What lines of the data below hold the string "Could"? Copy each one out.

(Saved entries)
-.-.-
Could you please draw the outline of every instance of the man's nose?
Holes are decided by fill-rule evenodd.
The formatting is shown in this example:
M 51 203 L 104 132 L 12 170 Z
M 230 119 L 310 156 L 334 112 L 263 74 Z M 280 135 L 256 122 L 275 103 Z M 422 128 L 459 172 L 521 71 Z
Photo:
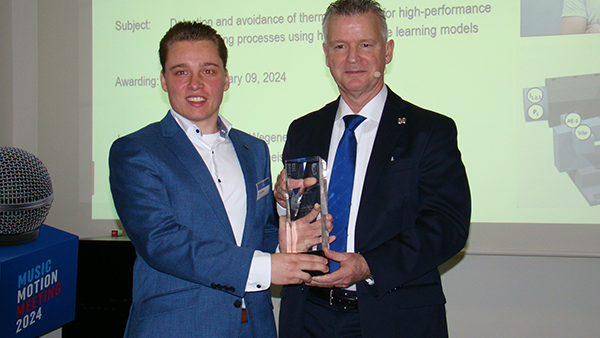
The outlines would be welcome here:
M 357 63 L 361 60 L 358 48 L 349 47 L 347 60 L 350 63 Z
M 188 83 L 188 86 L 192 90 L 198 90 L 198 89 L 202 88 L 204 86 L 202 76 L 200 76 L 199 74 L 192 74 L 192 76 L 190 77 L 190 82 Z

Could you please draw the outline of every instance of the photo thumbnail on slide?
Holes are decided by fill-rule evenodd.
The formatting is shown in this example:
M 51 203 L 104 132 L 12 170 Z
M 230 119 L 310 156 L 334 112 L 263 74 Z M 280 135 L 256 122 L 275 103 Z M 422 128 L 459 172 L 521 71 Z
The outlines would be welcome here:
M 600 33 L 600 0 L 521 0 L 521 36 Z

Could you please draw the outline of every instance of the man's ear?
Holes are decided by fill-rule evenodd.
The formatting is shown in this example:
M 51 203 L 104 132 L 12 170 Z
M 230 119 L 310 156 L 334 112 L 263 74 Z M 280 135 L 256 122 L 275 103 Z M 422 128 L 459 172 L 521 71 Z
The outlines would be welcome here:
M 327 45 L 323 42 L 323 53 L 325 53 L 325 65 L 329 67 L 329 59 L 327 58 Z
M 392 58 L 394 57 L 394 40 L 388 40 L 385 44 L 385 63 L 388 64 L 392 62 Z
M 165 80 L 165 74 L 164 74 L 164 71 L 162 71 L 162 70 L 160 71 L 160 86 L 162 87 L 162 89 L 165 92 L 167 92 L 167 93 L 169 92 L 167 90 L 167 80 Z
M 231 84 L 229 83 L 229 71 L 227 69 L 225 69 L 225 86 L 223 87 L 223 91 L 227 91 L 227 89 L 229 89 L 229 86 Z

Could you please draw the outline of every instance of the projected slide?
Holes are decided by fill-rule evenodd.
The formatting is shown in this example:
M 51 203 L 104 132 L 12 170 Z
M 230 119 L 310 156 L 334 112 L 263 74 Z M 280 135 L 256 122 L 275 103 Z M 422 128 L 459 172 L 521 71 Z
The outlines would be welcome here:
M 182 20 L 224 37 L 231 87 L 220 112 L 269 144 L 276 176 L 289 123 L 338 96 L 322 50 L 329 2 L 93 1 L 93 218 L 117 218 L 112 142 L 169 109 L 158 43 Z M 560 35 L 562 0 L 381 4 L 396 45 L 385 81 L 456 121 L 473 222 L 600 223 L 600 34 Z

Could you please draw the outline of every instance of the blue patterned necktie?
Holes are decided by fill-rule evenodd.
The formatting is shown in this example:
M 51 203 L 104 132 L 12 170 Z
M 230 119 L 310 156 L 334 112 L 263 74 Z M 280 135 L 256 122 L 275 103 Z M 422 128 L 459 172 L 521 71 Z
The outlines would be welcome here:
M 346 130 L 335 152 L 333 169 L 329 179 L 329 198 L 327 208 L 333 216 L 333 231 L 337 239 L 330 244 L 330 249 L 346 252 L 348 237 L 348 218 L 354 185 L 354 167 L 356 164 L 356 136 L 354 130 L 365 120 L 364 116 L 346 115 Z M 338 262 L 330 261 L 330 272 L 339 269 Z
-.-.-
| Result for this task |
Could you please draw the outline of every instance of the man's nose?
Could you please draw the outline of every instance of the photo thumbnail on slide?
Could you please draw the outline of every instance of the man's ear?
Could you please draw the outline of every instance of the projected slide?
Could you please draw the outline of every instance of the blue patterned necktie?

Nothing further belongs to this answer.